**** Excerpted data

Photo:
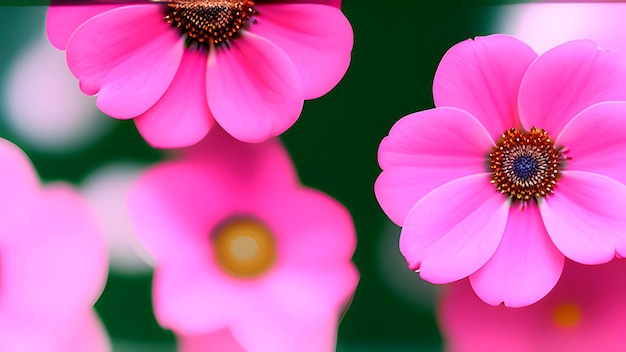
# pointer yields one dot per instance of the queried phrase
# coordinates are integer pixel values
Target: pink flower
(52, 263)
(251, 76)
(240, 245)
(516, 167)
(543, 25)
(586, 311)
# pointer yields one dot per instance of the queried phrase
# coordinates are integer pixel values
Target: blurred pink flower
(516, 167)
(586, 311)
(52, 263)
(240, 244)
(545, 24)
(251, 76)
(221, 340)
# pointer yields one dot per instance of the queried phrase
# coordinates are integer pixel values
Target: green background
(398, 45)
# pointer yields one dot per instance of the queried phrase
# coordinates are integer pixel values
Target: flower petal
(62, 21)
(334, 3)
(321, 53)
(182, 116)
(526, 265)
(193, 296)
(326, 237)
(566, 80)
(482, 76)
(585, 217)
(423, 151)
(221, 340)
(128, 56)
(455, 229)
(254, 90)
(19, 189)
(596, 139)
(60, 252)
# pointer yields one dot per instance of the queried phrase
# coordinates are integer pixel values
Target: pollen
(526, 165)
(206, 22)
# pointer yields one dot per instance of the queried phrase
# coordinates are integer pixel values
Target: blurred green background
(334, 146)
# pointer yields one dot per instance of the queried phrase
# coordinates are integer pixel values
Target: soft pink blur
(44, 106)
(545, 25)
(586, 311)
(296, 305)
(435, 184)
(53, 263)
(138, 67)
(106, 190)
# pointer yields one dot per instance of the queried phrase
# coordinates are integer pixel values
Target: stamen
(244, 247)
(525, 165)
(207, 22)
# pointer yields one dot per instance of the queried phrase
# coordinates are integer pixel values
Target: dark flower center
(525, 165)
(206, 22)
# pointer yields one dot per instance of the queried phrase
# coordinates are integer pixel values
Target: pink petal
(595, 139)
(566, 80)
(455, 229)
(482, 76)
(254, 89)
(76, 331)
(57, 262)
(19, 189)
(423, 151)
(62, 21)
(585, 217)
(310, 226)
(221, 340)
(526, 265)
(182, 116)
(192, 296)
(334, 3)
(321, 53)
(128, 56)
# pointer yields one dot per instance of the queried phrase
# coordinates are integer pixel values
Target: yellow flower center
(207, 22)
(244, 247)
(566, 315)
(525, 165)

********

Each record above should come back exactly the same, only without its pictures.

Photo:
# pointer yields one dot per instance of the queried phrase
# coordinates are integer pixel values
Target: pink flower
(52, 263)
(251, 76)
(240, 245)
(516, 167)
(543, 25)
(586, 311)
# pointer yields one dot per instance of the queried phrase
# coordinates are integer pixel values
Target: blurred pink flower
(516, 167)
(586, 311)
(52, 263)
(240, 244)
(545, 24)
(251, 76)
(221, 340)
# pointer yields one dot per instance of the queried phrase
# coordinates are integer pixel values
Target: green background
(398, 45)
# pointer yields one dot per instance of the queried phrase
# coordinates are integer pixel values
Target: flower petal
(62, 21)
(334, 3)
(321, 53)
(182, 116)
(526, 265)
(193, 296)
(326, 237)
(566, 80)
(482, 76)
(585, 217)
(423, 151)
(221, 340)
(128, 56)
(455, 229)
(254, 90)
(19, 189)
(596, 139)
(60, 252)
# pointer yields one dot per instance of the queried phrase
# coordinates are integer pixel values
Target: pollen
(526, 165)
(206, 22)
# pointer yields one dot per instance of the queried phrase
# coordinates are integer pixel values
Target: blurred green background
(334, 146)
# pointer yields one dot per instance of the queried phrase
# coordinates are integer pixel values
Target: soft pink blur
(44, 106)
(545, 25)
(586, 311)
(296, 305)
(435, 184)
(53, 263)
(138, 67)
(106, 190)
# pointer yields one dot per instance of the queried phrase
# coordinates are integer pixel values
Target: stamen
(244, 247)
(525, 165)
(207, 22)
# pointer yields one dot per instance of the queried phrase
# coordinates are integer pixel values
Target: dark flower center
(525, 165)
(206, 22)
# pointer yields one dot per instance of the queried phrase
# coordinates are integer pixel values
Target: pink petal
(595, 139)
(566, 80)
(455, 229)
(482, 76)
(254, 89)
(76, 331)
(57, 262)
(19, 189)
(423, 151)
(62, 21)
(585, 217)
(310, 226)
(221, 340)
(526, 265)
(182, 116)
(192, 296)
(334, 3)
(321, 53)
(128, 56)
# pointer yields one dot per instance of the queried phrase
# coordinates are integer pixel values
Target: yellow flower center
(207, 22)
(244, 247)
(566, 315)
(525, 165)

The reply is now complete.